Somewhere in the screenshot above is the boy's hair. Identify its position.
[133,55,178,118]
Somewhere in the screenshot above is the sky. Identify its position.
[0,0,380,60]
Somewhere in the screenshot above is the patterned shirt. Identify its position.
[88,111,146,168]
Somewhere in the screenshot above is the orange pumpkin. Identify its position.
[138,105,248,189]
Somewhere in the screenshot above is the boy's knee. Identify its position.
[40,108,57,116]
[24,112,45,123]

++++++++++

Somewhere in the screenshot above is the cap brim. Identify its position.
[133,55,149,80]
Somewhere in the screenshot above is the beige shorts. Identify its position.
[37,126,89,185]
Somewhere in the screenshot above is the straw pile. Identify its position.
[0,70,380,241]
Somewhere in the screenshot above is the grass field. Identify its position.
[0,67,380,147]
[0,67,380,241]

++++++++++

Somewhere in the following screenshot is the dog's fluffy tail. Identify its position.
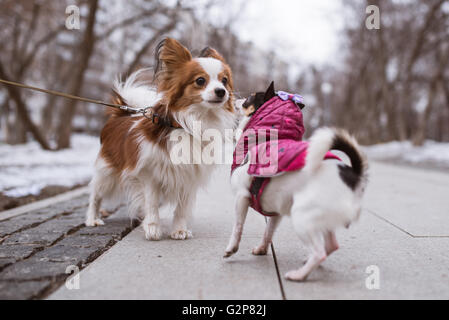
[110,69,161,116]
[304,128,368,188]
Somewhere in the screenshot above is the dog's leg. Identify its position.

++++++++++

Return every line of the items above that contains the word "fluffy".

Final result >>
Somewhere in the following screenshot is the dog's fluffy tail. Identify its position.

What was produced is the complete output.